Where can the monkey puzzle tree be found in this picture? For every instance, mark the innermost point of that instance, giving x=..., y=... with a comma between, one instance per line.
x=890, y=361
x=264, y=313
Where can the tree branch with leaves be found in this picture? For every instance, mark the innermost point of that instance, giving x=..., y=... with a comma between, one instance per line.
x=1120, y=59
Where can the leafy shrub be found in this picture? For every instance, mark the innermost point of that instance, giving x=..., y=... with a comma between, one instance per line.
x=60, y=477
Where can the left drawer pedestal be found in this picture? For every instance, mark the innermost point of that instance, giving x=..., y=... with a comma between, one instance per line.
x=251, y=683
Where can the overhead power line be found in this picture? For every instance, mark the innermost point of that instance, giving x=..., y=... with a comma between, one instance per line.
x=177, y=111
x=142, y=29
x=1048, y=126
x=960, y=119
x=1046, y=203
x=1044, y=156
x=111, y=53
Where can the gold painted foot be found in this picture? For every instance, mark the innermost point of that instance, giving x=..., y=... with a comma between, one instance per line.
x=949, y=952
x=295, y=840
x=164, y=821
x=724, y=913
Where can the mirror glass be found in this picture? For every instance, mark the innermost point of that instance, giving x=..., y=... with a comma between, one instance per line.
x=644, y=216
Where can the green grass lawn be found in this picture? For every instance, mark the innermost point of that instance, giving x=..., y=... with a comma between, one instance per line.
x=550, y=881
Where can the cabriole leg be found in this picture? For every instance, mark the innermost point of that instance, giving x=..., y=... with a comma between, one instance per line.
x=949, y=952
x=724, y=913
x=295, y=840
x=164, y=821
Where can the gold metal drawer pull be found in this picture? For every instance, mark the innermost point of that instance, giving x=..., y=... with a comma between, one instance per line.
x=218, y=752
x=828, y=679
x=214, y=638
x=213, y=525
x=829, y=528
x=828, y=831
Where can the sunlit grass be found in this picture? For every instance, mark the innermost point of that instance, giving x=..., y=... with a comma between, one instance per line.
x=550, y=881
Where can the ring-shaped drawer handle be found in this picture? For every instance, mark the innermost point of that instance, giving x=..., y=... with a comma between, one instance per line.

> [EXERCISE AIM]: Nothing is to be left out; every record above must be repeated exactly.

> [OUTPUT FOR THIS EXERCISE]:
Where can the monkey puzzle tree be found in this picture? For every instance, mark the innermost point of that instance, giving x=..., y=... with a comma between, one instance per line.
x=890, y=361
x=264, y=313
Where can the tree branch with leaves be found in this picture? For every instance, mark the innermost point of that instance, giving x=..., y=... with a comma between, one instance per line.
x=1120, y=59
Where can the leafy shrub be found in this picture? For every instance, mark the innermost point of that instance, giving x=..., y=... with a comma between, one instance per line.
x=60, y=477
Where can the left drawer pedestal be found in this picture? For every instance, mark the innermost point of that instance, giving x=..., y=... with a comma between, one instance per line.
x=251, y=683
Where can the overhead power line be found in this picture? For every instance, mark the innermost point of that instance, giving x=..., y=... with a comma between, one instance per line.
x=177, y=111
x=142, y=29
x=1048, y=126
x=960, y=119
x=1046, y=203
x=1044, y=156
x=111, y=53
Where can the gold painted foot be found in this picture? For every instance, mark the innermost point of that instance, giving x=..., y=... with a comma between, one instance per line.
x=949, y=952
x=295, y=840
x=164, y=821
x=724, y=913
Where can the mirror glass be found in this picture? For every instance, mark the innermost point of that instance, giving x=..., y=... with a comma between, one instance per line.
x=644, y=216
Where can the green grass lawn be found in this picture? For every instance, mark the innermost point of that instance, giving x=..., y=... with a comma between, one instance per line.
x=550, y=881
Where can the cabriole leg be found in this picture? For every instance, mark the innermost point of that instance, giving x=..., y=... with a comma between, one instance per line.
x=949, y=952
x=724, y=913
x=295, y=840
x=164, y=821
Where can the gold metal drawer pull be found in this picture? For every instance, mark the innermost point of that instance, giving x=..., y=... with a comma between, one instance per line.
x=218, y=752
x=828, y=679
x=214, y=638
x=213, y=525
x=829, y=528
x=828, y=831
Where can the sunlit grass be found in this picture? For every instance, mark the innermost point of that instance, giving x=..., y=... with a comma between, one instance per line.
x=550, y=881
Where can the ring-shaped drawer handle be found in this picture? For every instance, mark the innermost point of that instance, giving x=..., y=... with a comma between, one instance per line.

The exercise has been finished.